## 作業要件
a – ‘Please Please Me’の文章によると、この曲が最初にレコーディングされたのはいつか。
b – ‘Please Please Me’の文章を、最後の文の後から書き進める。

## 本文
================
ビートルズのセカンド・シングル‘Please Please Me’は、危うく
ボツになりかけた曲でした。
デビュー・シングルの‘Love Me Do’がまあまあのデキだったので
ジョージ・マーティン氏は、「次のシングル」をレコーディングする
ことにしました。‘Please Please Me’を最初にレコーディングした
のは、1962年 9月のことです。この時の曲調はややスローテンポで、
よりソウルフルで悲しげな雰囲気のバラードでした。マーティン氏は
このアレンジを気に入らなかったため、ジョンに忠告しました。
もう少しノリをよくした方がいい。
テンポをもっと速くして、溌剌とした感じで歌い
センチメンタルなバラードではなくノリのよい
ファスト・ナンバーに仕上げればヒットするかも
しれない。
ビートルズはこのアドバイスに従いました。どちらかと言えばロイ
オービソン風であったオリジナルのアレンジをガラっと変えたのです。
しかし、驚くほど高音のファルセット・ヴォイスを駆使しオービソン
風のヴォーカル・スタイルを残したのはジョンの妙でした。
================
## 記録
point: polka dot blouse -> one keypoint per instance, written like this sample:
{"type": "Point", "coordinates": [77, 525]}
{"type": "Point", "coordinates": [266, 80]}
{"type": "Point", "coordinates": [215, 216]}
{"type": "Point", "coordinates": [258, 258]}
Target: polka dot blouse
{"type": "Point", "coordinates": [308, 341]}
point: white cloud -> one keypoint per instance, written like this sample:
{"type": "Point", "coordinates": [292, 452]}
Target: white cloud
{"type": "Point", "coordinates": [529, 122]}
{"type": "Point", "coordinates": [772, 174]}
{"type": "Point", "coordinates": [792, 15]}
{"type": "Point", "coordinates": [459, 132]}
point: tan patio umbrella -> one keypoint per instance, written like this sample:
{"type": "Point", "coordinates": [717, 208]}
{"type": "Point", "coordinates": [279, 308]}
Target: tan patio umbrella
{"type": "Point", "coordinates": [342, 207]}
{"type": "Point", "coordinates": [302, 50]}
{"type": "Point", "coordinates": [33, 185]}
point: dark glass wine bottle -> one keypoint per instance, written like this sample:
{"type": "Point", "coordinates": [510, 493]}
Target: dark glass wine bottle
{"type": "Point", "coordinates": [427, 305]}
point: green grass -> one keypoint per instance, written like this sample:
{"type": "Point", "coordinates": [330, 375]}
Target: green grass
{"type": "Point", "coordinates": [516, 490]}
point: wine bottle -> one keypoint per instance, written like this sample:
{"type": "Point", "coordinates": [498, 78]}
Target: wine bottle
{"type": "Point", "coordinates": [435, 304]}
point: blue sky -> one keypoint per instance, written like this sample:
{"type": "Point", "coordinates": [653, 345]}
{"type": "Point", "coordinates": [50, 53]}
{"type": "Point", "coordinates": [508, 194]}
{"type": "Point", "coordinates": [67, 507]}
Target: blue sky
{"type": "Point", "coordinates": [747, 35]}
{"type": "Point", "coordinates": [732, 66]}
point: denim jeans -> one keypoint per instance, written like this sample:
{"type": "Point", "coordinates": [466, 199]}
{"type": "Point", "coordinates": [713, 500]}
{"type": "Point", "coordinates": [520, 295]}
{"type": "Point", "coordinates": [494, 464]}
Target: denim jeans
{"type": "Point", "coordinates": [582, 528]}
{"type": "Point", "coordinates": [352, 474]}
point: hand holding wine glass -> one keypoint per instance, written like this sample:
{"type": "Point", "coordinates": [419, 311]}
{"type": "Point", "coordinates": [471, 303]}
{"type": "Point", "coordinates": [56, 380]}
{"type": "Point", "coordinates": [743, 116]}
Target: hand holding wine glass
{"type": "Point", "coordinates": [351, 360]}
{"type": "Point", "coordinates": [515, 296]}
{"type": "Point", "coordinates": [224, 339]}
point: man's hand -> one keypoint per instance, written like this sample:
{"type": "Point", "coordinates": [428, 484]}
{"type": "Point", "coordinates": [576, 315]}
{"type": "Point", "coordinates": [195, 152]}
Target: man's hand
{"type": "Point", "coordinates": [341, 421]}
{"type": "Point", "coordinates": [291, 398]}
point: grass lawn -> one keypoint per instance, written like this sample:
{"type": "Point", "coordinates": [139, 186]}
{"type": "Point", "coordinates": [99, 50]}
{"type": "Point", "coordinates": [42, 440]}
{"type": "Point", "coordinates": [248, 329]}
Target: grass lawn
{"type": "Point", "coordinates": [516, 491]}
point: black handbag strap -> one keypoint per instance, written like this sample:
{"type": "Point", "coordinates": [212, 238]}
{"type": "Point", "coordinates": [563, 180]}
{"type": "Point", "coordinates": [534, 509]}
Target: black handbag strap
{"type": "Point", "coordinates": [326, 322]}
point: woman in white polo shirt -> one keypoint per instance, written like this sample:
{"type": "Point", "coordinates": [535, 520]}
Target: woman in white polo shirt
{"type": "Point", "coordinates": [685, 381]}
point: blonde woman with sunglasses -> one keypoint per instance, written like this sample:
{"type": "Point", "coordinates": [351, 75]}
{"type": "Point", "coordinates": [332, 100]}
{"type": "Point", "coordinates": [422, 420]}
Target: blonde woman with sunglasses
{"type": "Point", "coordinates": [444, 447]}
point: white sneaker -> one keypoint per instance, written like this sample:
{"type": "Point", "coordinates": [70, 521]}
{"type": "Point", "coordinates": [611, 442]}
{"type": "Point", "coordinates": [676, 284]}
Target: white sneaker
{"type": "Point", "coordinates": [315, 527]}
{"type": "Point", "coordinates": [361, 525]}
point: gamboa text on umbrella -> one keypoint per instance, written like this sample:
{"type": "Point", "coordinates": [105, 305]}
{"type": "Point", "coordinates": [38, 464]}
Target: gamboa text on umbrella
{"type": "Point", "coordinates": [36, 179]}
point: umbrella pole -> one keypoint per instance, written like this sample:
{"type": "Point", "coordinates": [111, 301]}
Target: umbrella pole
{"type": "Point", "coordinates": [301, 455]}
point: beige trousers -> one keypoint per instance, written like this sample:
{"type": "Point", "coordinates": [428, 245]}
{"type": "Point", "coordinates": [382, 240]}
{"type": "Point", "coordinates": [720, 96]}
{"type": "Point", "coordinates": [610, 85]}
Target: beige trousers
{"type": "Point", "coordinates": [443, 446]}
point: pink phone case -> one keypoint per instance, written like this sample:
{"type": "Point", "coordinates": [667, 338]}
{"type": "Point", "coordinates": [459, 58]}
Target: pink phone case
================
## 課題ごとの結果
a – 1962年9月。

b –
レコーディングを終え、スタジオからコントロール・ルームへ続く
長く急な階段を昇ってくる4人に向って、マーティン先生はコメント
しました。
たった今、わたしは№1ソングを耳にしたところだ。
君たちもこっちに来て聴いてみたまえ。
はたせるかな、‘Please Please Me’はメロディ・メーカーおよび
NME誌のポップ・チャートにおいて見事に第1位を獲得しました。
しかし、レコード・リテーラー誌のチャートでは№1になれませんで
した。そのため、レコード・リテーラー誌のチャートを拠り所とする
『ギネス・ブック』では、現在でも‘Please Please Me’を№1ソン
グとして扱っていません。アルバム『1』に収録されていない原因は
ここにあります。
それはさておき‘Please Please Me’のヒットを支えた要因は何で
しょうか。わたしはその一つに「リンゴのドラミング」をあげます。
‘Love Me Do’で辛酸を舐めた(一度レコーディングされたテイクの
ドラミングが評価されずセション・ドラマーが起用され録り直された)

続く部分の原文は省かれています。